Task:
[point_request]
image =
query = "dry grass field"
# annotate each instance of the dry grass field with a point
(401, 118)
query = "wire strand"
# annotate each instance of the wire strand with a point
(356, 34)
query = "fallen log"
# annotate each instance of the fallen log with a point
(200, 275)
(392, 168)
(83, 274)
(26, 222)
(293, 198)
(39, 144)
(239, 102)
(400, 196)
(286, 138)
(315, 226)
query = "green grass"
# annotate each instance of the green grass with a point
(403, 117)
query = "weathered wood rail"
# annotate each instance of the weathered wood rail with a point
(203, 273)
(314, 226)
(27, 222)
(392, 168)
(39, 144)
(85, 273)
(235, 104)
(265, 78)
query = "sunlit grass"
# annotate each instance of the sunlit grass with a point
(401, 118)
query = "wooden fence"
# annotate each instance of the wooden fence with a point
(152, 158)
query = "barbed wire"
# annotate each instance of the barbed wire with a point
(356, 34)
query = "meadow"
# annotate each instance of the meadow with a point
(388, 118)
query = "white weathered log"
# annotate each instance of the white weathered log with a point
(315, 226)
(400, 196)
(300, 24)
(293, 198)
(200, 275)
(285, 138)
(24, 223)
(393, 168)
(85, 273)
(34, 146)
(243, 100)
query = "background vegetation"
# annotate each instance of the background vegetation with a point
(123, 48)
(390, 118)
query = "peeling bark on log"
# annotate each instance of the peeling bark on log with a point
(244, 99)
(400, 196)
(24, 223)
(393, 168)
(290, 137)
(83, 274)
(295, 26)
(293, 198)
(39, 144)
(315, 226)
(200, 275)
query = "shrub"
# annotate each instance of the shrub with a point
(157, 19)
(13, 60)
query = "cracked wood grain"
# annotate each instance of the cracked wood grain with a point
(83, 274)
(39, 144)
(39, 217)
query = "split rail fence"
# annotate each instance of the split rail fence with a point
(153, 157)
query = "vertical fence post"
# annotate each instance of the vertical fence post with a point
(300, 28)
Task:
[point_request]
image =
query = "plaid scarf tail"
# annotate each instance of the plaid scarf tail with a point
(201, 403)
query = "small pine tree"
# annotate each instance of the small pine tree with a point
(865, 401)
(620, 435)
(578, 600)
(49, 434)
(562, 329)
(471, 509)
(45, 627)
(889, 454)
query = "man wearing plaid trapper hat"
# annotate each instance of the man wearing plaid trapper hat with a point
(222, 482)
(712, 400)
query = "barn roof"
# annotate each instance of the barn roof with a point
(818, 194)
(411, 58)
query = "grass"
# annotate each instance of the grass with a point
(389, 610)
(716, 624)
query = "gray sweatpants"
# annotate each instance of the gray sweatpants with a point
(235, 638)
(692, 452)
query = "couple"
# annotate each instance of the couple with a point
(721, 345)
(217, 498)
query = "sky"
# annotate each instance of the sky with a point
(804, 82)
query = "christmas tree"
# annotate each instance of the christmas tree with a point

§ Directions
Every entry above needs to be quoted exactly.

§ The response
Task:
[point_request]
image =
query = "dry grass field"
# annotate each instance of the dry grass field with a point
(401, 118)
query = "wire strand"
# annotate each instance of the wire strand with a point
(356, 34)
query = "fallen log"
# annotate each instance of the fallen log with a point
(200, 275)
(392, 168)
(83, 274)
(26, 222)
(293, 198)
(39, 144)
(239, 102)
(400, 196)
(286, 138)
(315, 226)
query = "green grass"
# annotate each instance of the green grass with a point
(403, 117)
query = "weathered wood rail"
# annotate each instance of the weathered wood rail with a point
(203, 273)
(314, 226)
(27, 222)
(392, 168)
(39, 144)
(85, 273)
(235, 104)
(265, 78)
query = "sunlit grass"
# annotate each instance of the sunlit grass with a point
(401, 118)
query = "wooden fence"
# annotate each instance of the wooden fence with a point
(152, 158)
query = "barbed wire"
# annotate each instance of the barbed wire with a point
(356, 34)
query = "meadow"
# annotate each instance of the meadow with a point
(388, 118)
query = "white weathered log"
# annotate each instance of the white weathered log with a point
(315, 226)
(400, 196)
(300, 24)
(293, 198)
(200, 275)
(285, 138)
(24, 223)
(393, 168)
(85, 273)
(34, 146)
(243, 100)
query = "background vegetation"
# annotate each instance of the background vegetation with a point
(123, 48)
(390, 118)
query = "peeling bark on log"
# annotate each instance of the peeling bark on log with a point
(244, 99)
(400, 196)
(24, 223)
(393, 168)
(290, 137)
(83, 274)
(295, 26)
(293, 198)
(39, 144)
(315, 226)
(200, 275)
query = "shrub"
# annotate each instance of the shrub with a point
(157, 19)
(13, 60)
query = "cracked wood grain"
# annotate each instance of the cracked wood grain with a point
(83, 274)
(39, 144)
(39, 217)
query = "split rail fence"
# annotate each instance of the split rail fence with a point
(153, 157)
query = "vertical fence post"
# annotate each instance of the vertical fence post with a point
(300, 28)
Task:
[point_request]
image =
query = "plaid scarf tail"
# annotate each instance of the plaid scarf tail with a point
(201, 403)
query = "small pine tree"
# annotate each instance of the small pine tree with a point
(865, 401)
(620, 435)
(578, 600)
(49, 434)
(562, 329)
(471, 509)
(45, 627)
(889, 454)
query = "man wearing plaid trapper hat"
# annotate each instance of the man wearing plaid trapper hat with a point
(222, 482)
(712, 400)
query = "barn roof"
# annotate each instance of the barn roof with a point
(818, 194)
(411, 58)
query = "grass"
# annotate each instance of the grass with a point
(389, 610)
(716, 624)
query = "gray sweatpants"
# annotate each instance of the gray sweatpants with a point
(235, 638)
(692, 452)
query = "couple"
# annotate each instance of the couple with a point
(721, 345)
(217, 498)
query = "sky"
# annotate each instance of the sky with a point
(804, 82)
query = "christmas tree"
# annotate each instance of the christmas tree with a point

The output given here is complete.